| Exercise requirements |
Quote the entries in full, character for character, without their images.

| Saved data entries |

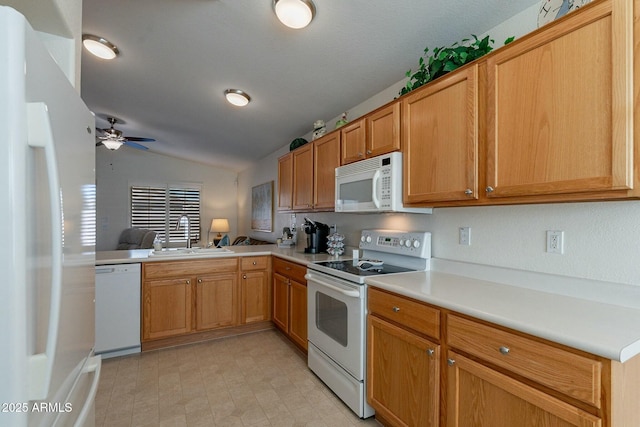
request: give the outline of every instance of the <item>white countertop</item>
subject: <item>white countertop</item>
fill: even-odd
[[[485,276],[495,280],[476,278]],[[640,286],[437,259],[430,271],[365,282],[611,360],[640,353]]]
[[[161,262],[161,261],[187,261],[190,259],[203,258],[228,258],[234,256],[257,256],[257,255],[275,255],[280,258],[300,264],[310,262],[326,261],[328,259],[342,259],[329,254],[306,254],[303,248],[278,248],[273,245],[238,245],[227,246],[232,252],[218,254],[193,254],[193,255],[176,255],[149,257],[153,249],[134,249],[120,251],[99,251],[96,252],[96,265],[106,264],[129,264],[137,262]]]

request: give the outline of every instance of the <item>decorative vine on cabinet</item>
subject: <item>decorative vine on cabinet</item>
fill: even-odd
[[[241,323],[271,320],[271,257],[240,259]]]

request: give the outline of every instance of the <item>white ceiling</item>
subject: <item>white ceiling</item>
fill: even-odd
[[[315,20],[292,30],[271,0],[84,0],[83,32],[121,55],[83,52],[82,97],[98,127],[114,115],[124,135],[155,138],[150,151],[240,171],[402,80],[425,47],[538,1],[314,0]],[[230,106],[227,88],[251,104]]]

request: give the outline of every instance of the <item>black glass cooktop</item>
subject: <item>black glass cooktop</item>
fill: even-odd
[[[361,259],[360,261],[366,260]],[[381,266],[371,265],[370,267],[367,264],[363,264],[362,267],[358,267],[358,262],[354,262],[353,260],[323,261],[317,262],[315,264],[321,265],[326,268],[331,268],[333,270],[342,271],[344,273],[354,274],[356,276],[377,276],[380,274],[406,273],[415,271],[410,268],[398,267],[389,264],[382,264]]]

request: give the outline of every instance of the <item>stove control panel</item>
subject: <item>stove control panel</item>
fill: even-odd
[[[427,231],[362,230],[360,249],[431,257],[431,233]]]

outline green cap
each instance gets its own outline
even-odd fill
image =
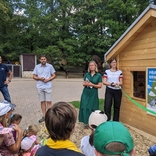
[[[125,145],[126,149],[123,152],[107,150],[105,147],[112,142],[120,142]],[[120,154],[126,156],[134,148],[134,142],[130,132],[122,123],[107,121],[96,128],[94,133],[94,147],[102,154]]]

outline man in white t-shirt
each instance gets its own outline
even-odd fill
[[[46,111],[52,106],[52,80],[56,77],[54,67],[47,63],[46,56],[40,56],[40,64],[36,65],[33,71],[33,78],[37,81],[37,91],[41,102],[43,117],[39,122],[45,119]]]

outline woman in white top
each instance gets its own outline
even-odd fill
[[[101,110],[95,110],[90,114],[88,125],[92,129],[92,133],[88,136],[84,136],[81,139],[81,145],[80,145],[80,150],[85,156],[95,156],[94,153],[95,149],[93,146],[94,131],[98,125],[106,121],[107,121],[107,116]]]
[[[103,84],[106,85],[104,111],[111,120],[111,107],[114,104],[113,121],[119,121],[120,105],[122,98],[122,71],[117,69],[117,60],[110,60],[110,69],[106,70],[103,76]]]

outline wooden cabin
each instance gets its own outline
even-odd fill
[[[156,5],[149,5],[104,57],[106,61],[117,59],[123,72],[123,91],[141,106],[156,112]],[[150,93],[149,67],[154,82]],[[141,109],[124,94],[120,121],[156,136],[156,115]]]

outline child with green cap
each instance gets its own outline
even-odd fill
[[[94,147],[96,156],[135,156],[133,138],[120,122],[99,125],[94,133]]]

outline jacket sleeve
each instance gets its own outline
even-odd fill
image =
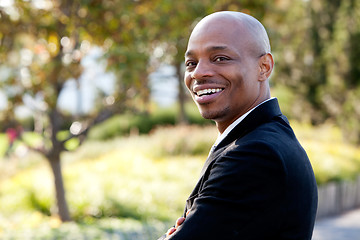
[[[171,240],[276,239],[286,211],[286,169],[266,143],[231,148],[209,167],[189,215]]]

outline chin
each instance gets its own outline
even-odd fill
[[[201,113],[201,116],[205,119],[209,119],[209,120],[213,120],[214,118],[211,116],[211,115],[208,115],[208,114],[203,114]]]
[[[225,109],[224,109],[225,110]],[[224,111],[202,111],[199,109],[200,114],[203,118],[213,120],[220,119],[223,116]]]

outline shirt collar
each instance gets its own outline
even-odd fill
[[[219,143],[231,132],[231,130],[234,129],[234,127],[236,127],[236,125],[238,125],[242,120],[244,120],[244,118],[249,115],[249,113],[251,113],[255,108],[257,108],[258,106],[260,106],[261,104],[263,103],[266,103],[267,101],[270,101],[272,99],[275,99],[275,97],[272,97],[272,98],[269,98],[265,101],[263,101],[262,103],[258,104],[256,107],[250,109],[249,111],[247,111],[245,114],[243,114],[241,117],[239,117],[238,119],[236,119],[233,123],[231,123],[226,129],[225,131],[218,135],[214,145],[213,145],[213,148],[215,148],[217,145],[219,145]]]

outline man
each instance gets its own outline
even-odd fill
[[[219,137],[186,203],[160,239],[311,239],[317,187],[276,98],[267,33],[255,18],[218,12],[194,28],[185,84]]]

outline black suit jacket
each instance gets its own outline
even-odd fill
[[[276,99],[254,109],[209,155],[189,209],[170,239],[311,239],[316,181]]]

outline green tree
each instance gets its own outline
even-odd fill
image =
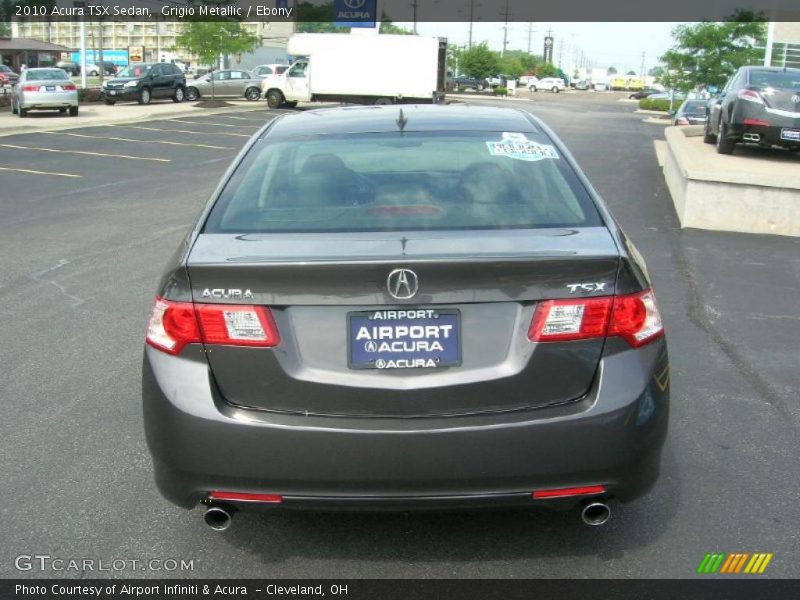
[[[416,35],[413,31],[409,31],[408,29],[395,25],[386,17],[381,19],[380,33],[391,33],[394,35]]]
[[[608,67],[606,69],[606,75],[616,75],[617,74],[617,67]]]
[[[496,52],[489,50],[489,46],[484,42],[462,52],[459,67],[462,73],[470,77],[486,79],[499,71],[500,58]]]
[[[675,45],[661,57],[666,78],[688,91],[699,85],[721,87],[739,67],[761,61],[763,50],[756,46],[766,42],[766,26],[763,15],[739,11],[722,23],[678,25],[672,37]]]
[[[553,63],[539,63],[533,69],[533,74],[539,79],[543,77],[558,77],[558,67]]]
[[[189,21],[177,38],[175,45],[186,48],[201,62],[214,65],[220,55],[250,52],[259,43],[258,37],[247,31],[238,21]],[[214,95],[214,78],[211,78],[211,100]]]

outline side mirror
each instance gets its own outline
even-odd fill
[[[673,108],[672,110],[669,111],[669,116],[674,117],[677,114],[677,112],[678,111]]]

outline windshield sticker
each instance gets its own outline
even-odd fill
[[[503,133],[499,142],[486,142],[486,147],[492,156],[507,156],[516,160],[537,161],[558,158],[553,146],[531,142],[523,133]]]

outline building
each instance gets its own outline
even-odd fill
[[[787,20],[788,13],[774,16],[784,20],[769,23],[764,64],[800,68],[800,21]],[[800,18],[800,13],[793,13],[791,18]]]
[[[98,60],[98,50],[103,48],[103,59],[120,65],[128,62],[157,62],[165,55],[178,56],[192,65],[197,58],[188,56],[176,47],[182,23],[170,21],[103,21],[86,23],[87,60]],[[286,54],[286,42],[294,33],[295,23],[286,21],[248,22],[243,25],[261,39],[262,48]],[[80,24],[69,21],[13,22],[12,36],[39,40],[50,44],[80,48]],[[77,57],[75,57],[77,58]],[[236,63],[236,58],[233,61]]]
[[[20,67],[49,67],[61,60],[67,46],[28,38],[0,38],[0,63],[19,73]]]

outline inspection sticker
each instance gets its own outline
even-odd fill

| Result for this task |
request: give the outline of every instance of the <item>white countertop</item>
subject: <item>white countertop</item>
fill: even-odd
[[[485,276],[495,280],[476,278]],[[640,286],[437,259],[430,271],[365,282],[611,360],[640,353]]]
[[[161,262],[161,261],[187,261],[190,259],[203,258],[228,258],[234,256],[257,256],[257,255],[275,255],[280,258],[300,264],[310,262],[326,261],[328,259],[342,259],[329,254],[306,254],[303,248],[278,248],[273,245],[238,245],[227,246],[232,252],[218,254],[193,254],[193,255],[176,255],[149,257],[153,249],[134,249],[120,251],[99,251],[96,252],[96,265],[106,264],[129,264],[137,262]]]

request: give the outline of every instance of the <item>decorative vine on cabinet</item>
subject: <item>decorative vine on cabinet</item>
fill: even-odd
[[[241,323],[271,320],[271,257],[240,259]]]

request: give the outline of every instance of the <item>white ceiling</item>
subject: <item>white ceiling</item>
fill: even-odd
[[[315,20],[292,30],[271,0],[84,0],[83,32],[121,55],[83,52],[82,97],[98,127],[114,115],[124,135],[155,138],[150,151],[240,171],[402,80],[425,47],[538,1],[314,0]],[[230,106],[227,88],[251,104]]]

request: give the outline of every instance of the <item>black glass cooktop</item>
subject: <item>black glass cooktop</item>
fill: even-odd
[[[361,259],[360,261],[366,260]],[[381,266],[371,265],[370,267],[367,264],[363,264],[362,267],[358,267],[358,262],[354,262],[353,260],[323,261],[317,262],[315,264],[321,265],[326,268],[331,268],[333,270],[342,271],[344,273],[354,274],[356,276],[377,276],[380,274],[406,273],[415,271],[410,268],[398,267],[389,264],[382,264]]]

request: give the outline of every instance of the <item>stove control panel</item>
subject: <item>stove control panel</item>
fill: even-odd
[[[427,231],[362,230],[360,249],[431,257],[431,233]]]

outline green cap
each instance gets its own outline
even-odd fill
image =
[[[125,145],[126,149],[123,152],[107,150],[105,147],[112,142],[120,142]],[[120,154],[126,156],[134,148],[134,142],[130,132],[122,123],[107,121],[96,128],[94,133],[94,147],[102,154]]]

outline man in white t-shirt
each instance gets its own outline
even-odd fill
[[[46,111],[52,106],[52,80],[56,77],[54,67],[47,63],[46,56],[40,56],[40,64],[36,65],[33,71],[33,78],[37,81],[37,91],[41,102],[43,117],[39,122],[45,119]]]

outline woman in white top
each instance gets its own outline
even-odd fill
[[[101,110],[95,110],[90,114],[88,125],[92,129],[92,133],[88,136],[84,136],[81,139],[81,145],[80,145],[80,150],[85,156],[95,156],[94,153],[95,149],[93,146],[94,131],[98,125],[106,121],[107,121],[107,116]]]
[[[103,84],[106,85],[104,111],[111,120],[111,107],[114,104],[113,121],[119,121],[120,105],[122,98],[122,71],[117,69],[117,60],[110,60],[110,69],[106,70],[103,76]]]

outline wooden cabin
each instance gets its own outline
even-odd fill
[[[156,5],[149,5],[104,57],[106,61],[117,59],[123,72],[123,91],[141,106],[156,112]],[[150,93],[149,67],[154,82]],[[141,109],[124,94],[120,121],[156,136],[156,115]]]

outline child with green cap
each instance gets its own outline
even-odd fill
[[[94,147],[96,156],[135,156],[133,138],[120,122],[99,125],[94,133]]]

outline jacket sleeve
each instance gets its own outline
even-odd fill
image =
[[[171,240],[276,239],[286,211],[286,169],[266,143],[231,148],[209,167],[189,215]]]

outline chin
each instance gets its own outline
even-odd fill
[[[201,113],[201,116],[205,119],[209,119],[209,120],[213,120],[214,118],[211,116],[211,115],[208,115],[208,114],[203,114]]]
[[[225,109],[224,109],[225,110]],[[224,111],[202,111],[199,109],[200,114],[203,118],[213,120],[220,119],[223,116]]]

outline shirt collar
each instance gets its own outline
even-odd fill
[[[219,143],[231,132],[231,130],[234,129],[234,127],[236,127],[236,125],[238,125],[242,120],[244,120],[244,118],[249,115],[249,113],[251,113],[255,108],[257,108],[258,106],[260,106],[261,104],[263,103],[266,103],[267,101],[270,101],[272,99],[275,99],[275,97],[272,97],[272,98],[269,98],[265,101],[263,101],[262,103],[258,104],[256,107],[250,109],[249,111],[247,111],[245,114],[243,114],[241,117],[239,117],[238,119],[236,119],[233,123],[231,123],[226,129],[225,131],[218,135],[214,145],[213,145],[213,148],[215,148],[217,145],[219,145]]]

outline man
each instance gets its own outline
even-odd fill
[[[219,137],[186,203],[160,239],[311,239],[317,187],[276,98],[267,33],[255,18],[218,12],[194,28],[185,84]]]

outline black suit jacket
each instance gets its own outline
even-odd fill
[[[276,99],[254,109],[209,155],[189,209],[170,239],[311,239],[316,181]]]

outline green tree
each instance gets its own outline
even-odd fill
image =
[[[416,35],[413,31],[409,31],[408,29],[395,25],[386,17],[381,19],[380,33],[391,33],[394,35]]]
[[[608,67],[606,69],[606,75],[616,75],[617,74],[617,67]]]
[[[496,52],[489,50],[489,46],[484,42],[462,52],[459,67],[462,73],[470,77],[486,79],[499,71],[500,58]]]
[[[675,45],[661,57],[666,78],[688,91],[699,85],[721,87],[739,67],[761,61],[763,50],[756,46],[766,42],[766,26],[763,15],[739,11],[722,23],[678,25],[672,37]]]
[[[553,63],[539,63],[533,69],[533,74],[539,79],[543,77],[558,77],[558,67]]]
[[[189,21],[177,38],[175,45],[186,48],[201,62],[214,65],[220,55],[250,52],[259,43],[258,37],[247,31],[238,21]],[[214,95],[214,78],[211,78],[211,100]]]

outline side mirror
each instance gets its own outline
even-odd fill
[[[673,108],[672,110],[669,111],[669,116],[674,117],[677,114],[677,112],[678,111]]]

outline windshield sticker
each instance gets its own outline
even-odd fill
[[[503,133],[499,142],[486,142],[486,147],[492,156],[507,156],[516,160],[537,161],[558,158],[553,146],[531,142],[523,133]]]

outline building
each instance gets its own outline
even-odd fill
[[[787,20],[788,13],[774,16],[784,20],[769,23],[764,64],[800,68],[800,21]],[[800,18],[800,13],[793,13],[791,18]]]
[[[98,60],[98,50],[103,48],[103,59],[120,65],[128,62],[157,62],[165,55],[178,56],[192,65],[197,58],[188,56],[176,47],[182,23],[170,21],[103,21],[86,23],[87,60]],[[286,54],[286,42],[294,33],[295,23],[286,21],[248,22],[243,25],[261,39],[262,48]],[[80,24],[69,21],[13,22],[12,36],[39,40],[50,44],[80,48]],[[77,57],[75,57],[77,58]],[[236,63],[236,58],[233,61]]]
[[[20,67],[49,67],[61,60],[67,46],[28,38],[0,38],[0,63],[19,73]]]

outline inspection sticker
each instance gets its own outline
even-odd fill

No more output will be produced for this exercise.